WHAT NEEDS TO BE DONE =
Put every line of the entries below into a Markdown table with the columns Row and Line, numbering the rows in order and leaving out any blank lines.

DATA FOR PROCESSING =
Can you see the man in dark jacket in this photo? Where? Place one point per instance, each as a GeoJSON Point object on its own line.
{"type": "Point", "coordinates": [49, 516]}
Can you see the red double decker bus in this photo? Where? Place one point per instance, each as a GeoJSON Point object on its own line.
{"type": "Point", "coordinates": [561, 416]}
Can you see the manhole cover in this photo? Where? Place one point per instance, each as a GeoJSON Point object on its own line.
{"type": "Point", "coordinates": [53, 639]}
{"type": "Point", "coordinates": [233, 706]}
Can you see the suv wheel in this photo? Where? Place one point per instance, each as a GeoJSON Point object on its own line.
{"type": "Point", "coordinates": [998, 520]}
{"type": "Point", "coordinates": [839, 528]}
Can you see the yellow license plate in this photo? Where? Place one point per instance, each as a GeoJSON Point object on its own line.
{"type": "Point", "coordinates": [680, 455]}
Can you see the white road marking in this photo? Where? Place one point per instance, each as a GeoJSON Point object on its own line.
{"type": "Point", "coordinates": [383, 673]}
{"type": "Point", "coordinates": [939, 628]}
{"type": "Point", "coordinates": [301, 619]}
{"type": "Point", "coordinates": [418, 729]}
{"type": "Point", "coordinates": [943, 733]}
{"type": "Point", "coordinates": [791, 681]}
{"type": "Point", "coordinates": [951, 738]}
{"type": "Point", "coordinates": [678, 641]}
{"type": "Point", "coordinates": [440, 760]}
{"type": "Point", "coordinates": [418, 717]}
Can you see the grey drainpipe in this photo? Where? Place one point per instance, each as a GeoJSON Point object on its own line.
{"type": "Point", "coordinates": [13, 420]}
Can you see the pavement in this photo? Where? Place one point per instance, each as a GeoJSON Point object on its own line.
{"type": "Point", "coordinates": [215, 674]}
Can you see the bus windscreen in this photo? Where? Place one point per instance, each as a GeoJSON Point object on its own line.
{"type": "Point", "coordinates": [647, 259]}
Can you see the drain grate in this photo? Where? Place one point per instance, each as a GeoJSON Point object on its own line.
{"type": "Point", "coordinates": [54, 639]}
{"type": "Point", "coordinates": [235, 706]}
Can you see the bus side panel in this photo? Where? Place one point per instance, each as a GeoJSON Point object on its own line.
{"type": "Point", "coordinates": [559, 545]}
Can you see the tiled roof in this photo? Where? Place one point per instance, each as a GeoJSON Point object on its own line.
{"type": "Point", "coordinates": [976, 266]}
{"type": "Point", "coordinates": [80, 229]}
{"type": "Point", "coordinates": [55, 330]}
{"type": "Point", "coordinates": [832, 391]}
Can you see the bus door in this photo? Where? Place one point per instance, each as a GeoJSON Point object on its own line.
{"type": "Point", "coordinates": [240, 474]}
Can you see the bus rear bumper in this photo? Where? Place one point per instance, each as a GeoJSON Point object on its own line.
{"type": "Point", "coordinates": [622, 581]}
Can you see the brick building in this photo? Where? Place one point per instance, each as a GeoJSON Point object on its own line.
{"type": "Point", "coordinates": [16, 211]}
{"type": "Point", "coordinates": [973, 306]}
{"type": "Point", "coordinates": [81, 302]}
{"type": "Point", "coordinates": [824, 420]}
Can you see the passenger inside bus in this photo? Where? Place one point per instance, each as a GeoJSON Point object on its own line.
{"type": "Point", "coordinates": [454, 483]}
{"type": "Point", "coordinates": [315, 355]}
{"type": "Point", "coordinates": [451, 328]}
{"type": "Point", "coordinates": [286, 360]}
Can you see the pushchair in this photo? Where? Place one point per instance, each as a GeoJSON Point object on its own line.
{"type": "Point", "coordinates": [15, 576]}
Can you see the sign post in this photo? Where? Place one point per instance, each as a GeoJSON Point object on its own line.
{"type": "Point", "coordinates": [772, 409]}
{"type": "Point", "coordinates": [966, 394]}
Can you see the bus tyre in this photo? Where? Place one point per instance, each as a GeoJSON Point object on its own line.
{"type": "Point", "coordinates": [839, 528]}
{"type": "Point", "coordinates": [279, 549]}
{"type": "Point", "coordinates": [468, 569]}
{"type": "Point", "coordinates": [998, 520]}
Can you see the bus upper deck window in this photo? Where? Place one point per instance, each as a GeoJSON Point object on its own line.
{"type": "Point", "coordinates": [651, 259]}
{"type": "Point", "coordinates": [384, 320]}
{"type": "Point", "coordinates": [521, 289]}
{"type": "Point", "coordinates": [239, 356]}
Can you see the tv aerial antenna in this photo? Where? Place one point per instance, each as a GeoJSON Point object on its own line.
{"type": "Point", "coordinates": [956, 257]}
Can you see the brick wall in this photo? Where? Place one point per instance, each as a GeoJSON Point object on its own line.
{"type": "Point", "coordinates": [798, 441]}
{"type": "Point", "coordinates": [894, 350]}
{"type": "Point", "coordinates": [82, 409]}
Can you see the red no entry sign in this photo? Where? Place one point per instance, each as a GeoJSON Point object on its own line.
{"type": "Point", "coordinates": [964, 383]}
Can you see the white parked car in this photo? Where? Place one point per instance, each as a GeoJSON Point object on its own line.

FINISHED TASK =
| Row | Line |
|---|---|
| 1 | Can you see the man in dark jacket in this photo? Where? Place one point per instance, each as a GeoJSON Point object on its own line. |
| 2 | {"type": "Point", "coordinates": [49, 516]} |
| 3 | Can you see the red double decker bus in this photo? Where? Place one point per instance, each as a GeoJSON Point object on its own line. |
| 4 | {"type": "Point", "coordinates": [561, 416]} |
| 5 | Can you see the manhole cover in this photo? Where? Place one point per instance, each as a GeoJSON Point object on its own line. |
| 6 | {"type": "Point", "coordinates": [53, 639]} |
| 7 | {"type": "Point", "coordinates": [233, 706]} |
| 8 | Can you see the suv wheel in this photo? Where? Place one point per instance, each as a GeoJSON Point object on its own line. |
| 9 | {"type": "Point", "coordinates": [998, 520]} |
| 10 | {"type": "Point", "coordinates": [839, 528]} |
| 11 | Can you see the yellow license plate in this photo? Where? Place one point per instance, each as a GeoJSON Point object on its own line. |
| 12 | {"type": "Point", "coordinates": [680, 455]} |
| 13 | Can you see the white road marking in this photo? Where? Place one point per instance, each as a GeoJSON Point object on its own line. |
| 14 | {"type": "Point", "coordinates": [383, 673]} |
| 15 | {"type": "Point", "coordinates": [939, 628]} |
| 16 | {"type": "Point", "coordinates": [301, 619]} |
| 17 | {"type": "Point", "coordinates": [418, 729]} |
| 18 | {"type": "Point", "coordinates": [943, 733]} |
| 19 | {"type": "Point", "coordinates": [791, 681]} |
| 20 | {"type": "Point", "coordinates": [951, 738]} |
| 21 | {"type": "Point", "coordinates": [678, 641]} |
| 22 | {"type": "Point", "coordinates": [440, 760]} |
| 23 | {"type": "Point", "coordinates": [418, 717]} |
| 24 | Can you see the grey drainpipe in this photo? Where? Place one point per instance, each as a GeoJSON Point object on its own line. |
| 25 | {"type": "Point", "coordinates": [13, 420]} |
| 26 | Can you see the pavement in this photo? Where? Place one point per instance, each as a GeoJSON Point object on its own line. |
| 27 | {"type": "Point", "coordinates": [215, 674]} |
| 28 | Can you see the bus windscreen in this photo? Where? Place one point per instance, each as a GeoJSON Point object on its own line. |
| 29 | {"type": "Point", "coordinates": [647, 259]} |
| 30 | Can you see the drain grate in this photo? Where? Place one point per instance, each as a GeoJSON Point object on its own line. |
| 31 | {"type": "Point", "coordinates": [54, 639]} |
| 32 | {"type": "Point", "coordinates": [235, 706]} |
| 33 | Can you see the bus side panel in this photo? Where? Place one point per instance, each as a GeoJSON Point object on its own line. |
| 34 | {"type": "Point", "coordinates": [559, 545]} |
| 35 | Can you see the tiled roof in this photo? Where? Place one point per instance, each as a GeoJSON Point object on its own line. |
| 36 | {"type": "Point", "coordinates": [976, 266]} |
| 37 | {"type": "Point", "coordinates": [80, 229]} |
| 38 | {"type": "Point", "coordinates": [55, 330]} |
| 39 | {"type": "Point", "coordinates": [832, 391]} |
| 40 | Can you see the bus door in this photo? Where? Place one point per instance, each as a GeoJSON Point object on its own line. |
| 41 | {"type": "Point", "coordinates": [240, 474]} |
| 42 | Can you see the bus rear bumper in this photo? Where? Place one point per instance, each as a GeoJSON Point object on its own line. |
| 43 | {"type": "Point", "coordinates": [622, 581]} |
| 44 | Can you see the brick building in this photo? Where? Place one point per instance, each as a GeoJSON Point object on its own line. |
| 45 | {"type": "Point", "coordinates": [16, 211]} |
| 46 | {"type": "Point", "coordinates": [973, 306]} |
| 47 | {"type": "Point", "coordinates": [81, 302]} |
| 48 | {"type": "Point", "coordinates": [824, 420]} |
| 49 | Can you see the passenger inside bus in this photo? Where? Place one point per instance, each as a GeoJSON Point object on its own line. |
| 50 | {"type": "Point", "coordinates": [454, 483]} |
| 51 | {"type": "Point", "coordinates": [315, 355]} |
| 52 | {"type": "Point", "coordinates": [451, 328]} |
| 53 | {"type": "Point", "coordinates": [286, 360]} |
| 54 | Can you see the pushchair in this photo? Where? Place one point per instance, each as a GeoJSON Point object on its own line. |
| 55 | {"type": "Point", "coordinates": [15, 576]} |
| 56 | Can you see the sign post in this photo? Where? Place one point per instance, each as a GeoJSON Point object on its own line. |
| 57 | {"type": "Point", "coordinates": [772, 409]} |
| 58 | {"type": "Point", "coordinates": [966, 394]} |
| 59 | Can you see the bus tyre in this photo? Where? Place one point per instance, each as a GeoJSON Point object on its own line. |
| 60 | {"type": "Point", "coordinates": [839, 528]} |
| 61 | {"type": "Point", "coordinates": [279, 549]} |
| 62 | {"type": "Point", "coordinates": [468, 569]} |
| 63 | {"type": "Point", "coordinates": [998, 520]} |
| 64 | Can you see the bus upper deck window in this photo? Where? Place one point per instance, each as a GeoJSON Point object on its own line. |
| 65 | {"type": "Point", "coordinates": [651, 259]} |
| 66 | {"type": "Point", "coordinates": [384, 320]} |
| 67 | {"type": "Point", "coordinates": [521, 289]} |
| 68 | {"type": "Point", "coordinates": [239, 356]} |
| 69 | Can you see the tv aerial antenna in this photo? Where? Place one point per instance, each as a GeoJSON Point object on its own line. |
| 70 | {"type": "Point", "coordinates": [956, 257]} |
| 71 | Can you see the brick wall in this photo? Where? Place one point per instance, each as a GeoJSON Point object on its own line. |
| 72 | {"type": "Point", "coordinates": [798, 441]} |
| 73 | {"type": "Point", "coordinates": [894, 350]} |
| 74 | {"type": "Point", "coordinates": [82, 409]} |
| 75 | Can you see the red no entry sign in this photo? Where? Place one point per instance, each as a GeoJSON Point object on its own line. |
| 76 | {"type": "Point", "coordinates": [964, 383]} |
| 77 | Can you see the white parked car in this photo? Where? Place one point per instance, each as a GeoJSON Point object on its own line. |